- **Exercise aim**:
Your reply should consist solely of the lines from the start of the material below through the line containing "Target: stone seawall", reproduced exactly.

- **Information supplied**:
------------------------------

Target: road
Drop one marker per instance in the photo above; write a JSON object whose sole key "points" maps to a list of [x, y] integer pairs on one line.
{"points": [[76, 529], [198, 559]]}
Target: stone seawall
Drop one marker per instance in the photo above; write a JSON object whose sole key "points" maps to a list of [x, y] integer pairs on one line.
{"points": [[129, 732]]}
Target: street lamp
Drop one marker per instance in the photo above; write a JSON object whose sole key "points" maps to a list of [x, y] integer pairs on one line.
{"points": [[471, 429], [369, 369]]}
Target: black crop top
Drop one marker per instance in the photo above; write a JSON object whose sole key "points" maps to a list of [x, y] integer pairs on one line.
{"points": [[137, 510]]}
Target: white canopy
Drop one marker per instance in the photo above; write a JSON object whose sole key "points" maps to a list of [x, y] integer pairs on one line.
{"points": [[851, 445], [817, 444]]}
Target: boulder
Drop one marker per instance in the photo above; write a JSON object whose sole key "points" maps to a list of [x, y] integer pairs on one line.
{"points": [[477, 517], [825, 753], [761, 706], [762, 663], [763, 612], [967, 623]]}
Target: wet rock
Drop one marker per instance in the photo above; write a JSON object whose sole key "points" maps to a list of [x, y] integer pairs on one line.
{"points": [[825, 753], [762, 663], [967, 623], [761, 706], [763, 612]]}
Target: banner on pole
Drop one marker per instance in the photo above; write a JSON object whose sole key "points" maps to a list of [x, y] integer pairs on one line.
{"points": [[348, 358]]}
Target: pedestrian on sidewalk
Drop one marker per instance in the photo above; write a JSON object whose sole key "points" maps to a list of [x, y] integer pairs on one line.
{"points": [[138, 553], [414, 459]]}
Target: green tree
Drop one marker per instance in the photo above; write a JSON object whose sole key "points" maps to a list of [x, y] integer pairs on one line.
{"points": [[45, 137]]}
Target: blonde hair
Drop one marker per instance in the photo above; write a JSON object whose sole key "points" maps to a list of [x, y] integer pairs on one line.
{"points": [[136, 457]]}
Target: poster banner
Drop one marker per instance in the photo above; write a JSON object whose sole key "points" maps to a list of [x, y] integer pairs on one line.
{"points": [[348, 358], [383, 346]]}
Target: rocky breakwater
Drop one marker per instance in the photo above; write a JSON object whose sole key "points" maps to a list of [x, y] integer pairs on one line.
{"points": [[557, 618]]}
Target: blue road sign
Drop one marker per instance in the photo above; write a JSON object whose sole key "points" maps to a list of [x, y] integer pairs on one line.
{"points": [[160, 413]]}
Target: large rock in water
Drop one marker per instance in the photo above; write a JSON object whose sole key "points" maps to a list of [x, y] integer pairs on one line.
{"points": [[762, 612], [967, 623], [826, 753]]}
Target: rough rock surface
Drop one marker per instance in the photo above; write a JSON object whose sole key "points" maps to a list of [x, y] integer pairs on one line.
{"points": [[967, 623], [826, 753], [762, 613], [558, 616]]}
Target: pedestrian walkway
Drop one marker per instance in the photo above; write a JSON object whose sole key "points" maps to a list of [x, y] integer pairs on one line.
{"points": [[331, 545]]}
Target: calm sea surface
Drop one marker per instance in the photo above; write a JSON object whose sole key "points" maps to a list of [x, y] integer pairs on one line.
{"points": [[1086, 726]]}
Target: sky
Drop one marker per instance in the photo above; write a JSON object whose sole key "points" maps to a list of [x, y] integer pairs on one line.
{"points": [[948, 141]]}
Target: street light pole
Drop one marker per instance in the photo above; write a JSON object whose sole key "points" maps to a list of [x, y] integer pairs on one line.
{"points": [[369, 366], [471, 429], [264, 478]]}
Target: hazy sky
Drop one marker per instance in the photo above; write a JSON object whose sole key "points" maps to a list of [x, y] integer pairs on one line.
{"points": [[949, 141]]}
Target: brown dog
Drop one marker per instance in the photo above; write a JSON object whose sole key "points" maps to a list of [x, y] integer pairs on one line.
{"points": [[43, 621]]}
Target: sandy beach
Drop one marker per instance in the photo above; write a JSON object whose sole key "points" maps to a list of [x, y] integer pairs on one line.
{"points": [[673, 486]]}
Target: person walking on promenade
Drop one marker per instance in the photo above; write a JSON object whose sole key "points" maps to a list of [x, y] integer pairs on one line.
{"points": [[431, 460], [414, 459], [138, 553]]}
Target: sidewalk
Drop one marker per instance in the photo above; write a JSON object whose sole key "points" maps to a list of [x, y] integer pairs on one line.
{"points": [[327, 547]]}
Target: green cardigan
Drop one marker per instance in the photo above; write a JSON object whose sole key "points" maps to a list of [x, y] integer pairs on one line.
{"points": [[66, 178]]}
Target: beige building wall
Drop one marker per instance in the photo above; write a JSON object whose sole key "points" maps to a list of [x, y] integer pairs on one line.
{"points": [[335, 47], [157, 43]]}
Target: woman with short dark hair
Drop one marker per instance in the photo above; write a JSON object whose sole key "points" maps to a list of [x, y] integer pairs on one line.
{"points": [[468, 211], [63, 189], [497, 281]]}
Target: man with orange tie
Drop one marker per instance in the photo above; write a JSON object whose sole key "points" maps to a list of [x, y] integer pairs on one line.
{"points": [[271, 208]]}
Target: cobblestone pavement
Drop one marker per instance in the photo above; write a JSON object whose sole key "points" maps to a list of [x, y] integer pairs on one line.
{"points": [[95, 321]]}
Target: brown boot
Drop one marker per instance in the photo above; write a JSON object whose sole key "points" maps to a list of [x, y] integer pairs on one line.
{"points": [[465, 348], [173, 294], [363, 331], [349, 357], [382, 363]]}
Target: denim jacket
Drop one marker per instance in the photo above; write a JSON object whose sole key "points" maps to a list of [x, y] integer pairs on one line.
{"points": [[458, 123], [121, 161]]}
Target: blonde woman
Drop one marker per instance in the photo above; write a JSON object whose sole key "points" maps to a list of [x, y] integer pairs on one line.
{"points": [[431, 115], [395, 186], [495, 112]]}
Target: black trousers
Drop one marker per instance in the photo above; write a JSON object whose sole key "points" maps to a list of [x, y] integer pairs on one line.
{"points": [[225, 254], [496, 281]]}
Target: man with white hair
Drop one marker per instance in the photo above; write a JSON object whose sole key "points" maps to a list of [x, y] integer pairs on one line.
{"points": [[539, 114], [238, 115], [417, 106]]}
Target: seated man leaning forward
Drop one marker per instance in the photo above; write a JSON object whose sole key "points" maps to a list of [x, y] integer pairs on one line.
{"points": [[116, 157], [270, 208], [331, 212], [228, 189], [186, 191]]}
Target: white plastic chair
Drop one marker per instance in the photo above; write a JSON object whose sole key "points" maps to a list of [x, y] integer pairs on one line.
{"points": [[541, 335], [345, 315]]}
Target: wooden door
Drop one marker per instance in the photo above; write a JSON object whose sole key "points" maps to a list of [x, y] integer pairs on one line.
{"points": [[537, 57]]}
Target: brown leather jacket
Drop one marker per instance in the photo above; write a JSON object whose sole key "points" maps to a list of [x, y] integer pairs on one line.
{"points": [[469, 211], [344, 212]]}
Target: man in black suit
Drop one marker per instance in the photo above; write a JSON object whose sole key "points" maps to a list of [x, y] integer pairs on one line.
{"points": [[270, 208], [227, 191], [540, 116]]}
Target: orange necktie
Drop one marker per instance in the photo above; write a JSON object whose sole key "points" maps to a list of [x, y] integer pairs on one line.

------------------------------

- **Problem solution**:
Target: road
Drop one marker per instance in the photo above; write a JSON object whose sole key "points" maps to a list of [x, y] integer pairs on one line.
{"points": [[76, 529], [198, 559]]}
Target: stone seawall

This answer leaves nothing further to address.